» **지시문**
기록의 처음부터 "x=322 y=200"가 들어 있는 줄까지, 요청문을 포함한 모든 줄을 다시 적으세요. 답으로 주어진 좌표의 숫자는 모두 142만큼 옮겨 적으세요.

저장된 데이터셋 항목
────────

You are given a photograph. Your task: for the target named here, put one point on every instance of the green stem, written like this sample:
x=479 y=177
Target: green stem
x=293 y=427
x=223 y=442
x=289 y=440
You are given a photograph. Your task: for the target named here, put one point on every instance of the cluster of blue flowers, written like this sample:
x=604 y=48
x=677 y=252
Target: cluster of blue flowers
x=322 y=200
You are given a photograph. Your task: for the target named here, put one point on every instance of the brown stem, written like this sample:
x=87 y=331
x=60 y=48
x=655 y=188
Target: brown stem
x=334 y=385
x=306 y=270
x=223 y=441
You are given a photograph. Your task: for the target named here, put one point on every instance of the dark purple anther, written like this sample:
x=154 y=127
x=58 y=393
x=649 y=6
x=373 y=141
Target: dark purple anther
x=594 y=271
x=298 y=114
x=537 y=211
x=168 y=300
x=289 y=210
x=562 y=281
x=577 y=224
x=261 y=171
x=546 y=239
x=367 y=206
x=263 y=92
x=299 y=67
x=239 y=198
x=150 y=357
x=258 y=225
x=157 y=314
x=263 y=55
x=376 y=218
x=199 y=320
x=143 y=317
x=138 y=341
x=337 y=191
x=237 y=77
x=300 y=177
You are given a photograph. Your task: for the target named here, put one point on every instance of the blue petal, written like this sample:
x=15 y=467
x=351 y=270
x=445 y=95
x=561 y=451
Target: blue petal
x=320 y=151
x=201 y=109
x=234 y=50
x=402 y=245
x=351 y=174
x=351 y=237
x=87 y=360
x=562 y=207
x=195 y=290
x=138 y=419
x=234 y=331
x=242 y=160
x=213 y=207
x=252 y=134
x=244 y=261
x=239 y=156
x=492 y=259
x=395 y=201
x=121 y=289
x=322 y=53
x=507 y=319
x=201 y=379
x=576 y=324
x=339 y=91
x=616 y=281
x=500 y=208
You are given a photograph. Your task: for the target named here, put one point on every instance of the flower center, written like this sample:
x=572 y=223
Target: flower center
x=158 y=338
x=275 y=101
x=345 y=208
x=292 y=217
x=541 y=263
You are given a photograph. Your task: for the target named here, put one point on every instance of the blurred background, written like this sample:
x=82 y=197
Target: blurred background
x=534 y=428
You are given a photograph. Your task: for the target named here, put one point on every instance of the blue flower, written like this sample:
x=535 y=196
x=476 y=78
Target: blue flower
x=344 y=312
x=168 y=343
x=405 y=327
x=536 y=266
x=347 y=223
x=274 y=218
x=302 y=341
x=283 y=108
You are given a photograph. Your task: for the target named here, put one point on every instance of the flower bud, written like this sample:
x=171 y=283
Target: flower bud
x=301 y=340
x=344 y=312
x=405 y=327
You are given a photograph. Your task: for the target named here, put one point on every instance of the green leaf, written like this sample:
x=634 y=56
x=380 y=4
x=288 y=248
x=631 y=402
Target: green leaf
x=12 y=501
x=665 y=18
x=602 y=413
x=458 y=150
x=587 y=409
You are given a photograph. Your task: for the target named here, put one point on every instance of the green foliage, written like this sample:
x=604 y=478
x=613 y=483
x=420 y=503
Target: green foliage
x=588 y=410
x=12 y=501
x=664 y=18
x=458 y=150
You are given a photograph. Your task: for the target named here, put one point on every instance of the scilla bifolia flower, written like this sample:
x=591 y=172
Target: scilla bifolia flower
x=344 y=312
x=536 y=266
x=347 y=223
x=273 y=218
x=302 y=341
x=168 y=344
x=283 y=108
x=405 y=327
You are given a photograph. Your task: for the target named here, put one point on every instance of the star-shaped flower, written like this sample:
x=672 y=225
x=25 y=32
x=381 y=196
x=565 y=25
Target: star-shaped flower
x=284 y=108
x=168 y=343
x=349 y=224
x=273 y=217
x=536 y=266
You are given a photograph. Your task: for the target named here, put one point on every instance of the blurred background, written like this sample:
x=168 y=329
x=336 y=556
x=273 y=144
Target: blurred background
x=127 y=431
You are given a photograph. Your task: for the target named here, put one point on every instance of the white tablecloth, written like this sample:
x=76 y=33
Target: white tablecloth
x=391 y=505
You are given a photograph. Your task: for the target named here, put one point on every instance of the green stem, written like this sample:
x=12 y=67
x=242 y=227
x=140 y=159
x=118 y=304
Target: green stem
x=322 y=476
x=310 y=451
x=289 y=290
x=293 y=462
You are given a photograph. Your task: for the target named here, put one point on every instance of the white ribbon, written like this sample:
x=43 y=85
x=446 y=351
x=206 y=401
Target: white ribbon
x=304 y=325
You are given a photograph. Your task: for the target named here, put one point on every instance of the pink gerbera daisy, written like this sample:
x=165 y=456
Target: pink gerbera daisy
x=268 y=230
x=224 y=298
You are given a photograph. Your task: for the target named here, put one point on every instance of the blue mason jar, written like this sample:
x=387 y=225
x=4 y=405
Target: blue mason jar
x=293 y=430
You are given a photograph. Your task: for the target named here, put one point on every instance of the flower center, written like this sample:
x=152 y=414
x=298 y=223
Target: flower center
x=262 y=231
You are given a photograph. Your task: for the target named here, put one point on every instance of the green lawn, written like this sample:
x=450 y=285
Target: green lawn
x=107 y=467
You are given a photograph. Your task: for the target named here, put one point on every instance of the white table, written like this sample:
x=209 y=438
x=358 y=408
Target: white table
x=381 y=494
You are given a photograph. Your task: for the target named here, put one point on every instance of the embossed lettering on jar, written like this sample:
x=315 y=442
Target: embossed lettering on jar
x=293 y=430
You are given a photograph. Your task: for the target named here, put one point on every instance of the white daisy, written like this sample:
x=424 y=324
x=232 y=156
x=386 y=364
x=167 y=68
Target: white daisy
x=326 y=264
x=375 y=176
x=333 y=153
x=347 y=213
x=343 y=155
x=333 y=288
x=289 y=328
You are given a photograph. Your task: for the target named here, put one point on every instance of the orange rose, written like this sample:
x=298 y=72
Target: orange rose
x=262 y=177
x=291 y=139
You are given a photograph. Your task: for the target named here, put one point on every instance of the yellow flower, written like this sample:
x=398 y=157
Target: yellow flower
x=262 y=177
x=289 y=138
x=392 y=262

────────

» **풀이 답안**
You are given a photograph. Your task: for the target named here, put one point on every instance of the green stem, written like this sample:
x=479 y=177
Target: green stem
x=435 y=569
x=365 y=584
x=431 y=582
You are given a photograph. Your task: for the target named here, put one point on every instance of the cluster of blue flowers, written like this sample:
x=604 y=48
x=677 y=252
Target: cluster of blue flowers
x=464 y=342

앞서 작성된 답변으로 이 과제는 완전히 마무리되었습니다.